### The records

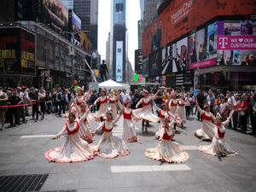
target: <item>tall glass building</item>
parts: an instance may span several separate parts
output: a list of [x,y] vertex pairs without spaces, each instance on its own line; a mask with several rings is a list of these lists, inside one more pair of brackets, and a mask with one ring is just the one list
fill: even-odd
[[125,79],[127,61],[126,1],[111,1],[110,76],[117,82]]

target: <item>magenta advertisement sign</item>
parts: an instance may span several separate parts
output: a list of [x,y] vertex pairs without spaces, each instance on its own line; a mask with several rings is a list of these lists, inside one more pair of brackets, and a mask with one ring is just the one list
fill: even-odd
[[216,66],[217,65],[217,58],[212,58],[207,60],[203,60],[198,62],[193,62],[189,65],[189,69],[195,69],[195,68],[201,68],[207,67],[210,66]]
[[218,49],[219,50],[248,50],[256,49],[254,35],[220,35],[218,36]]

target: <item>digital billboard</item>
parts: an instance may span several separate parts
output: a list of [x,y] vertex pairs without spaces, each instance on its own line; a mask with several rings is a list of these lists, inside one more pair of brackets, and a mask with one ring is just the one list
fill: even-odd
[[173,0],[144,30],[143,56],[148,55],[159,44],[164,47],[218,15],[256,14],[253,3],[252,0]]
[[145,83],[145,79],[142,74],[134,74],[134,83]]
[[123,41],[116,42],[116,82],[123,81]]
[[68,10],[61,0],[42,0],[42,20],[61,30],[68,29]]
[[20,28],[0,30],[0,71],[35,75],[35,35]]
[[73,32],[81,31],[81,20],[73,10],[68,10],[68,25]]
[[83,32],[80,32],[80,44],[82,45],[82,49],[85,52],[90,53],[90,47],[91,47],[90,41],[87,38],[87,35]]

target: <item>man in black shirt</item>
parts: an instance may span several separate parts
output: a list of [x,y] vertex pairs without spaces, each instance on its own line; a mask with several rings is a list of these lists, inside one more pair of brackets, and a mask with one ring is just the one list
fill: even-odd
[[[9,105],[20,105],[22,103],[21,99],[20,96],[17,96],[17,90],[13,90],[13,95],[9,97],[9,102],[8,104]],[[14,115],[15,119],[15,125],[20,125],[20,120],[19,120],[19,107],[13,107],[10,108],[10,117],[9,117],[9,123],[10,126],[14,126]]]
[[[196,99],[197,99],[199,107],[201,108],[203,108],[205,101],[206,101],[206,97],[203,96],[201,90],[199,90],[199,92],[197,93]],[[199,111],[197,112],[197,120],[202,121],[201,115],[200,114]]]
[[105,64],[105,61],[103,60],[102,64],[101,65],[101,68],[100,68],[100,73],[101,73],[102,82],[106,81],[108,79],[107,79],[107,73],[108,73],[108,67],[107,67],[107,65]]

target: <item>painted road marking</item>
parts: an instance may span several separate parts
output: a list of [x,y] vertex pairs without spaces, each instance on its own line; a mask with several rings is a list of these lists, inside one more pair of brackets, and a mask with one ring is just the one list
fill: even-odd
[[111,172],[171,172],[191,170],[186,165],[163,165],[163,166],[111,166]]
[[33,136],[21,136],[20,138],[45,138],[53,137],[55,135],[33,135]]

######
### The records

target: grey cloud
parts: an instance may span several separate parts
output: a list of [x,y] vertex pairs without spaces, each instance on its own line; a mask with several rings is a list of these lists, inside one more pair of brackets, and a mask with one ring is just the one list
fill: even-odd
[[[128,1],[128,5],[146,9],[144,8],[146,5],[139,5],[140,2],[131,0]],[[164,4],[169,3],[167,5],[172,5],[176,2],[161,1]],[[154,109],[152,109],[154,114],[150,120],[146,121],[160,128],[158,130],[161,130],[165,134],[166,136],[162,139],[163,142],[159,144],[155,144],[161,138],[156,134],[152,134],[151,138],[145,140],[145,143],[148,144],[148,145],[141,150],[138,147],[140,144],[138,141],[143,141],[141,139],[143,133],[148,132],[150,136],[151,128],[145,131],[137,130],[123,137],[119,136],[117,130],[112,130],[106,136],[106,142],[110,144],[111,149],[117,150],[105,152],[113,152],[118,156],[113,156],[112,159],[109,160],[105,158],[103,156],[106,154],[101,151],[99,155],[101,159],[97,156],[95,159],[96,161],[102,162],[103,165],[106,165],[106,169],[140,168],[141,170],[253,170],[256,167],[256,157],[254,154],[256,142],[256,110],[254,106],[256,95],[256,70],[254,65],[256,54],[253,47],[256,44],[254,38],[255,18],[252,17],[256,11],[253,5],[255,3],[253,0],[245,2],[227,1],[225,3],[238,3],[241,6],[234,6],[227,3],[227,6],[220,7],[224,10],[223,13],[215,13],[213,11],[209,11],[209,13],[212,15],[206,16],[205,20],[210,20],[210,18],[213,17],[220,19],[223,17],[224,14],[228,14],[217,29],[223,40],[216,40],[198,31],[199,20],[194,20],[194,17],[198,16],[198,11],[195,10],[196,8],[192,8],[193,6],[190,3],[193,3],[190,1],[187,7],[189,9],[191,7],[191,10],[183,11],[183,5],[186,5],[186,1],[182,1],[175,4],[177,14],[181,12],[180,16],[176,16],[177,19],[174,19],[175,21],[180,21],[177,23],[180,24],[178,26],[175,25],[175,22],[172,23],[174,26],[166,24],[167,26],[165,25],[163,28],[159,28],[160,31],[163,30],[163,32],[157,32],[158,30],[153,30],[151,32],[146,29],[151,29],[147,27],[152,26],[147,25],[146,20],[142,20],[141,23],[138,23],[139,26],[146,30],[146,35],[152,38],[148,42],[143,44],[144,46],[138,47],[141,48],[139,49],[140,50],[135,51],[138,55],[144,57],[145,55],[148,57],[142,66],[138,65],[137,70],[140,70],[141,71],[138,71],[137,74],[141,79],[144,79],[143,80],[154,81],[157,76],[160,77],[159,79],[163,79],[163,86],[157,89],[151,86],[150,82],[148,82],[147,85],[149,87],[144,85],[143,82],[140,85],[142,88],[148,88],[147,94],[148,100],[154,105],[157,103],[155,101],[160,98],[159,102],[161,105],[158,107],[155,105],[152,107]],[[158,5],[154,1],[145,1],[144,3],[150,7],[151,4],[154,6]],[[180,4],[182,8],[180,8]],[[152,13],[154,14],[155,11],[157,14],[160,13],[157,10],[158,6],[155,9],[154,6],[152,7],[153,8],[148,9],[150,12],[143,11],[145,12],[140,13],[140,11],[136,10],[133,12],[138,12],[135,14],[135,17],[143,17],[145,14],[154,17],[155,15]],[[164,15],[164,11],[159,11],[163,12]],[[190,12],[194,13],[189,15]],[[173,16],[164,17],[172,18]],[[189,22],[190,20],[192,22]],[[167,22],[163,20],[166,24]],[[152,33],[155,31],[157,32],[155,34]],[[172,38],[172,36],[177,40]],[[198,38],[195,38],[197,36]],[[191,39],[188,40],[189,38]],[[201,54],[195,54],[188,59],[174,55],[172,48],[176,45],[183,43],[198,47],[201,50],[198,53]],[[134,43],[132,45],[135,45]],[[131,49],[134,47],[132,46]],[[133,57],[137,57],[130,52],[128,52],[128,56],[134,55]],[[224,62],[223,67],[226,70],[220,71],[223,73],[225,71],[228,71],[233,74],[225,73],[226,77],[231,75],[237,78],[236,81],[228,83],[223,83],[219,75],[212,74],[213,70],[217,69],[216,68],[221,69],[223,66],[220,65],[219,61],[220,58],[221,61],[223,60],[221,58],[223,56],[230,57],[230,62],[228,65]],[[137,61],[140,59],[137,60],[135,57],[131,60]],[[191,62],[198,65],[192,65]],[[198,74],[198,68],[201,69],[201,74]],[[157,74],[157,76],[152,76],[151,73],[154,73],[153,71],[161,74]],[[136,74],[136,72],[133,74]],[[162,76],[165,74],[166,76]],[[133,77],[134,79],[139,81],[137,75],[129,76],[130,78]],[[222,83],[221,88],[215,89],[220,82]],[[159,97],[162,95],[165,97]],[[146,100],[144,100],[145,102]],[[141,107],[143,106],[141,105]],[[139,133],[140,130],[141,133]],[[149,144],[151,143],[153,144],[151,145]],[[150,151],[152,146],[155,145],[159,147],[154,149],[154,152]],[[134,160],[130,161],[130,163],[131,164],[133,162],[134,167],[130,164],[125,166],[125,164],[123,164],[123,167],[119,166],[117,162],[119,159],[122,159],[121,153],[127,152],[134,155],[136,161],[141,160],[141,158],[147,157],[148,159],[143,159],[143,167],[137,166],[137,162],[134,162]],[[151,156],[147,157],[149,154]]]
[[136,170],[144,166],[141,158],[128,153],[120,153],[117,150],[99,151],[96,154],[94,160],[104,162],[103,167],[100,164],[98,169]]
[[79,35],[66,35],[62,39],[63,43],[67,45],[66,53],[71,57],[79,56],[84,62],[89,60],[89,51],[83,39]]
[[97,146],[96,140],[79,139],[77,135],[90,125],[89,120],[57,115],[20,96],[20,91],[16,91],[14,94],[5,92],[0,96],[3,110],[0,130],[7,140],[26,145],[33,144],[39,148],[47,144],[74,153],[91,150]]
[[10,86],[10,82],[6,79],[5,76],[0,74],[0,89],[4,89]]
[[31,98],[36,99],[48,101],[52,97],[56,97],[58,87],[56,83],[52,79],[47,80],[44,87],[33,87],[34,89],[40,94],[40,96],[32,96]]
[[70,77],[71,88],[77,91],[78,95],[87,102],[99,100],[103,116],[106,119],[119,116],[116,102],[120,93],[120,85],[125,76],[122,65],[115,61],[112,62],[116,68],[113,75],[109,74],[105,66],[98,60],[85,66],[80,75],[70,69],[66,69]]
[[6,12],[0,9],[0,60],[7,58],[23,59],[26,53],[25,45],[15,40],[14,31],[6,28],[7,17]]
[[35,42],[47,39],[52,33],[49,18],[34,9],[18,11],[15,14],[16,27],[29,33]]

######

[Written exercise] Could you update the part that opens with the line containing "target: <item>painted road marking</item>" and closes with the line containing "[[33,136],[21,136],[20,138],[45,138],[53,137],[55,135],[33,135]]" so that "even-odd" becomes "nonzero", with everything else unchanged, and give back only those lines?

[Exercise solution]
target: <item>painted road marking</item>
parts: an instance may span several separate parts
output: a list of [x,y] vertex pairs without spaces, each instance on its own line; a mask with several rings is a list of these lists, inside one more pair of brackets, and a mask with one ring is just the one list
fill: nonzero
[[111,172],[171,172],[191,170],[186,165],[163,165],[163,166],[111,166]]
[[33,136],[21,136],[20,138],[45,138],[53,137],[55,135],[33,135]]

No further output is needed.